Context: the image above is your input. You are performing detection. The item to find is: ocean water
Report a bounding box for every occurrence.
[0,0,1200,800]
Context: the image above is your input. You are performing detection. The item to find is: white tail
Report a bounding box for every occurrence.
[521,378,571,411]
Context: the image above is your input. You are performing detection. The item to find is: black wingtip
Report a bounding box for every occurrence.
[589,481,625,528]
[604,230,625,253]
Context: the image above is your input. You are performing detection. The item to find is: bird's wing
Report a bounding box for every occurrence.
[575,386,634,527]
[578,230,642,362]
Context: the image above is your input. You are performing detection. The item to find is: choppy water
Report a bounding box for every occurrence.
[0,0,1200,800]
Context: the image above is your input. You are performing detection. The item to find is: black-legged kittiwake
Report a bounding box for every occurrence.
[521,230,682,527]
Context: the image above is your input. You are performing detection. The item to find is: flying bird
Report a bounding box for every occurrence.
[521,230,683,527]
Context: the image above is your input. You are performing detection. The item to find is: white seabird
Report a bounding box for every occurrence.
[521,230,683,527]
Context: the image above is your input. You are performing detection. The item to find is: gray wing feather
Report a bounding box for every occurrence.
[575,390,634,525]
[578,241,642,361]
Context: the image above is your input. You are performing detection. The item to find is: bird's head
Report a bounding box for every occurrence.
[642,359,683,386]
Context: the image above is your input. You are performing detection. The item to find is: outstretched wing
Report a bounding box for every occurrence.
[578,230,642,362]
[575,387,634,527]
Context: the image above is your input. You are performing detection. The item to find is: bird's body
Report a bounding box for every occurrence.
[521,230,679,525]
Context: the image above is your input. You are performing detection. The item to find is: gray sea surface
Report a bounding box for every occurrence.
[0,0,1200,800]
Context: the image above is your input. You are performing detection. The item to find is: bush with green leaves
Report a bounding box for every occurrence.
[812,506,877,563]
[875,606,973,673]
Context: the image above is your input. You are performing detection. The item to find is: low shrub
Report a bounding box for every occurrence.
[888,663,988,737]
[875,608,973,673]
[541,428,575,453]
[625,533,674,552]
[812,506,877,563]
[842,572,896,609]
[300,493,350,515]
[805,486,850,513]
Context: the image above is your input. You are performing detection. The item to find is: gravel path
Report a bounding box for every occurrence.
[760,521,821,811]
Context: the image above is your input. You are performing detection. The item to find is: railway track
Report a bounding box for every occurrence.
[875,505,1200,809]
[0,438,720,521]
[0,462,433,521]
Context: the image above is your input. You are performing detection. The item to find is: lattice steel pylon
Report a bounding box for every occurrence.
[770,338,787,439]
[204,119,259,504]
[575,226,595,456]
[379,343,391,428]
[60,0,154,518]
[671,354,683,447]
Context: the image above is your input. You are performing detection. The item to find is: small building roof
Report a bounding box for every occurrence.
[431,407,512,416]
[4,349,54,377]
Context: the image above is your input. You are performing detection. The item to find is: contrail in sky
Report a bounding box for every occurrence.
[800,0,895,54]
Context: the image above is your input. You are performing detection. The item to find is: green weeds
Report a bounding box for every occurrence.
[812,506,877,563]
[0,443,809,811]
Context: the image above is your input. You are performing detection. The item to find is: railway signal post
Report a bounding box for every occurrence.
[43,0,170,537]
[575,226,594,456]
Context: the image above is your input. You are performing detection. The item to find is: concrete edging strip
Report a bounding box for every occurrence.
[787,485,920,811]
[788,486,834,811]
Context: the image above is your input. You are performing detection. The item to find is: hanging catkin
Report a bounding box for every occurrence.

## WHAT IS ASKED
Copy out all of the entries above word for word, changing nothing.

## RESULT OF THE EXERCISE
Context: the image above is your input. You are performing detection. The item to find is: ocean water
Report a bounding box for every occurrence.
[0,0,1200,800]
Context: the image above is your input. You are performing detection. The item to find is: white tail
Report a bounding box for every occurrence.
[521,378,571,411]
Context: the image above is your input. You are performing detection. The item to find is: black wingtip
Report a bounding box for every occurrence.
[589,481,625,528]
[604,230,625,253]
Context: the image above is your input. You are performing detection. The item to find is: bird's wing
Report a bounding box for every occurrence.
[575,386,634,527]
[578,230,642,362]
Context: the image above is your input. You are performing detection. The item to find is: choppy water
Report a bounding box for every occurrence.
[0,0,1200,800]
Context: the image above is your input. You are performing detection. The item to find is: black-legged kittiwake
Report a bounding box for every occurrence.
[521,230,682,527]
Context: the image above is your input. You are performing detection. The item to find is: flying bird
Report a bounding box for every occurrence.
[521,230,683,527]
Context: the image above is your input. You are performing detection. The item to find is: white seabird
Report a bounding box for every occurrence.
[521,230,683,527]
Context: the image above is your input. You are performing detection. The item to find is: gray wing feather
Report a bounding box for every occurrence.
[575,390,634,525]
[578,241,642,361]
Context: the image above is your input. You are performing detection. The item to find is: bird's head
Report a bounding box for every occurrence.
[642,359,683,386]
Context: the image above is your input. You are performing detection. The item to find is: outstretched wing
Report a bounding box for every occurrence.
[578,230,642,362]
[575,387,634,527]
Context: the image above is your input. You are performing detection. The item to find is: bird's body
Report a bounding box for every occurrence.
[521,230,679,525]
Context: the image above is your input. You are performing detection. The item to find is: gray sea surface
Report a bounding box for every occurrence.
[0,0,1200,800]
Context: the image above is your input. You are performing detection. The item to find is: bush with green leaves
Report a bounding box for every occurrence.
[812,506,877,563]
[875,606,973,673]
Context: the image above is your input. You are performing detection. The item to find is: low shrub
Report a bounding box for every occurrence.
[888,663,988,737]
[875,608,973,673]
[541,428,575,453]
[625,533,674,552]
[812,506,877,563]
[842,572,896,609]
[300,493,350,515]
[805,486,850,513]
Context: the image above is your input. You are performing detection. The item to find is: gravel path
Report a bounding box for every occurrence.
[760,521,821,811]
Context: the image above is your input. You are performing detection. The item to find is: railway track
Report a bounding box for every occurrence.
[875,505,1200,809]
[0,438,720,521]
[0,462,433,521]
Context: the image above is your input. You are performing detection. The item to find is: lattice steel pylon
Report a bounding box for every occurrence.
[770,338,787,439]
[204,119,259,504]
[575,226,595,456]
[379,343,391,428]
[60,0,154,518]
[671,354,683,447]
Context: the image above is your input. You are performing detection. The item to find is: small building roof
Report a bounding box for every occurrence.
[431,407,512,416]
[4,349,54,377]
Context: the image above is your input. You are performing detection. The item to find is: contrail in sky
Report a bounding box for every occurrence.
[800,0,895,54]
Context: the image above is your input. You are performing detection. The item to find is: green weeds
Report a bounding box for every occurrence.
[812,506,877,563]
[0,443,809,811]
Context: the image above is your input. You are performing detection. The item to find is: railway signal post
Report a bounding box for every occurrence.
[43,0,170,537]
[575,226,594,456]
Context: the image above is your input. You are performing detection. The item to find is: concrete edging strip
Report a bounding box for every occurrence.
[787,485,920,811]
[788,486,834,811]
Context: the image above is your input. You are performing detection. The item to find is: hanging catkin
Report a bounding box for every occurrence.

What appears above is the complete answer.